━━━━━ TASK DATA
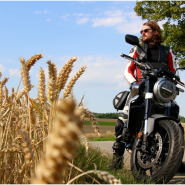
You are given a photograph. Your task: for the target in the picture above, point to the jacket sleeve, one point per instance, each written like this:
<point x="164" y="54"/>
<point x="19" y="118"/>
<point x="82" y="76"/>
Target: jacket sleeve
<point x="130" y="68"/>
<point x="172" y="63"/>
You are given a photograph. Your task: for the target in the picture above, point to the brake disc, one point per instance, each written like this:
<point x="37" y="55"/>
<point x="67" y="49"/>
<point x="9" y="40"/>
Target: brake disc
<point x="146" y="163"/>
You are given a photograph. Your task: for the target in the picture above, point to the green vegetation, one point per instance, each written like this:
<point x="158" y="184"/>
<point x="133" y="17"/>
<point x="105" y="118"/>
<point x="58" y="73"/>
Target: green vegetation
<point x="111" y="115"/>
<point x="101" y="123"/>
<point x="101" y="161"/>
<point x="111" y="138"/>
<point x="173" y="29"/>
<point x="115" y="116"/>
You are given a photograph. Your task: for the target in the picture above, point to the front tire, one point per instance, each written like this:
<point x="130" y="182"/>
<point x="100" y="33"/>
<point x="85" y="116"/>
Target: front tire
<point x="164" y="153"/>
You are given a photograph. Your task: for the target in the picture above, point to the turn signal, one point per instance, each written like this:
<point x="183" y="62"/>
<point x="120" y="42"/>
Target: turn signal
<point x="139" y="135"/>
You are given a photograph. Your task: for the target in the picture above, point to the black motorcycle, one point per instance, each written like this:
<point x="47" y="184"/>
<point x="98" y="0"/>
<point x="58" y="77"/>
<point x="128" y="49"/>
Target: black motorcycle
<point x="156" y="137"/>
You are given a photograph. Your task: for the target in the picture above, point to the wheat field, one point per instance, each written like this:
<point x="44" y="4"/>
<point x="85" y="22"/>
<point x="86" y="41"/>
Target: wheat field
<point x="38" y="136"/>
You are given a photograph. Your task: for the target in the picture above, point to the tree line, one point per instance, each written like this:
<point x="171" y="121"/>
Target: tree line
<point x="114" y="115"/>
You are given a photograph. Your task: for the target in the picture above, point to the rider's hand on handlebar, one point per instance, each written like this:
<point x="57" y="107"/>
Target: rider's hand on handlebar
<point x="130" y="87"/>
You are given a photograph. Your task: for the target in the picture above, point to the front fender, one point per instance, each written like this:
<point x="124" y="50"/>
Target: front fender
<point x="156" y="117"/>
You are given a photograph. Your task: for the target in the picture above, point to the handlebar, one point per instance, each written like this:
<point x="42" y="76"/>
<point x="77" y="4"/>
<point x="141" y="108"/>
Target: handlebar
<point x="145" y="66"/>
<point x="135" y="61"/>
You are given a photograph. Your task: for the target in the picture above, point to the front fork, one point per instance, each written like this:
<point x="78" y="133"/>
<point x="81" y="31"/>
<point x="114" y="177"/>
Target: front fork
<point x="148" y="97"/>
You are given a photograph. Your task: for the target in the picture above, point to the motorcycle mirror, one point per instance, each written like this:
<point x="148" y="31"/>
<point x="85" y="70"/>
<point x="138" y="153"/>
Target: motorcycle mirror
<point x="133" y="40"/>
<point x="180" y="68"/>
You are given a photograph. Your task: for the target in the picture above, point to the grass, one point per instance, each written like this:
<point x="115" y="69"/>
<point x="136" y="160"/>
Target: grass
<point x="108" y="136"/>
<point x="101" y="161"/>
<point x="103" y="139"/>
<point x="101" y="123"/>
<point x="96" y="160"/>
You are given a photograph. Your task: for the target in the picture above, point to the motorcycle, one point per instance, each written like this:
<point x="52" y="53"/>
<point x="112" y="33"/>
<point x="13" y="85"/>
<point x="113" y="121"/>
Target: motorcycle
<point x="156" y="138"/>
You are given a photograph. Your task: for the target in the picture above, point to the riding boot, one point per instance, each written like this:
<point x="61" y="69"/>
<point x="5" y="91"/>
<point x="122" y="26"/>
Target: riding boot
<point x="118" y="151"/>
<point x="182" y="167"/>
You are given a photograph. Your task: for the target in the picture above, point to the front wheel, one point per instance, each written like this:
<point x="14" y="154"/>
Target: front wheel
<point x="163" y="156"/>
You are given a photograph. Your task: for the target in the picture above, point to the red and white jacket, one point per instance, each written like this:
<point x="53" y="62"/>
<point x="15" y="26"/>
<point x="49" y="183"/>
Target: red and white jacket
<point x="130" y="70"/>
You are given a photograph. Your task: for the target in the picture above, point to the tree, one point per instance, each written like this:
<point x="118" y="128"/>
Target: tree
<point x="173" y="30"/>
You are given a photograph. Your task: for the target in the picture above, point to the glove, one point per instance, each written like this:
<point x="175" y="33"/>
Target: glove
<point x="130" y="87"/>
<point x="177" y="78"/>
━━━━━━━━━━
━━━━━ TASK DATA
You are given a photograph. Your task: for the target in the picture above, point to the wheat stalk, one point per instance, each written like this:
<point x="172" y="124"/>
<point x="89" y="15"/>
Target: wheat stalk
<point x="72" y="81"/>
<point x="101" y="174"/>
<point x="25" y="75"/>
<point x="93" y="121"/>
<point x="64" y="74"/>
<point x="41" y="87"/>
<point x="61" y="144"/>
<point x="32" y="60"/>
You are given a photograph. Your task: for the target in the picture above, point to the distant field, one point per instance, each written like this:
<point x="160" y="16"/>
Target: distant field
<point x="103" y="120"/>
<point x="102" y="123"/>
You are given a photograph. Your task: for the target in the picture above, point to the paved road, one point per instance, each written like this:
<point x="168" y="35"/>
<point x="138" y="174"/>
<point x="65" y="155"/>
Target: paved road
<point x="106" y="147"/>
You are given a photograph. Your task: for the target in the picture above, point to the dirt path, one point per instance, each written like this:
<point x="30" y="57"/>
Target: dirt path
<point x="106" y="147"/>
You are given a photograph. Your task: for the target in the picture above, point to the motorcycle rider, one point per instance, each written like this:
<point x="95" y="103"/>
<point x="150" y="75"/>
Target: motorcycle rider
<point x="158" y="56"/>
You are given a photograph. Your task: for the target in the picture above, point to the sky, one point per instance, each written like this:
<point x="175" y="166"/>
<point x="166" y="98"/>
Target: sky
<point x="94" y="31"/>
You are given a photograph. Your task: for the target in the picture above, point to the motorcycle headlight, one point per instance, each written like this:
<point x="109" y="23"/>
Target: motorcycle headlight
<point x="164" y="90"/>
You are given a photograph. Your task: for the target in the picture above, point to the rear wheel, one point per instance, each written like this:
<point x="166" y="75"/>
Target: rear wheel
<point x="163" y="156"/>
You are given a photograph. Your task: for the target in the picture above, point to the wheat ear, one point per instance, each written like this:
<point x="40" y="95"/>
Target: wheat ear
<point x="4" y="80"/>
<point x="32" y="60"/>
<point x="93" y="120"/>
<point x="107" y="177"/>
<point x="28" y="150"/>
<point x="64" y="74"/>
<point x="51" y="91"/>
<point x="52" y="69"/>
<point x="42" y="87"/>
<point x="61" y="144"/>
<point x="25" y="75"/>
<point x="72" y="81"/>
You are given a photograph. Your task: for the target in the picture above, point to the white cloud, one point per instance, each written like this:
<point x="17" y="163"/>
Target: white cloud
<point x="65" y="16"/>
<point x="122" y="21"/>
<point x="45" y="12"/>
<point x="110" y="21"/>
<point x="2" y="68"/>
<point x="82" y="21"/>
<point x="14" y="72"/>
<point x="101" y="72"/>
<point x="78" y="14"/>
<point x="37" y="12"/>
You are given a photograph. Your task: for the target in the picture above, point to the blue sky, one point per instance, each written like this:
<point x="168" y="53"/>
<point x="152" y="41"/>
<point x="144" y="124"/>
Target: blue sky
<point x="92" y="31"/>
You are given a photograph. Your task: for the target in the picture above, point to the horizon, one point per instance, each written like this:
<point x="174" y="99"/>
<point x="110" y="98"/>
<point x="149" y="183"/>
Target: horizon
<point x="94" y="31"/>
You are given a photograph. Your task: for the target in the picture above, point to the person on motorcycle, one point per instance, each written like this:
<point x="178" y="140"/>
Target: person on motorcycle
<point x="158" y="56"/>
━━━━━━━━━━
* EXERCISE
Identify each line of the material above that contains the word "rear", and copy those lines out. Case counts.

* EXERCISE RESPONSE
You are given a photograph. Your task: for the target in the picture above, point to the rear wheel, one point per instance, each written like this:
Target: rear wheel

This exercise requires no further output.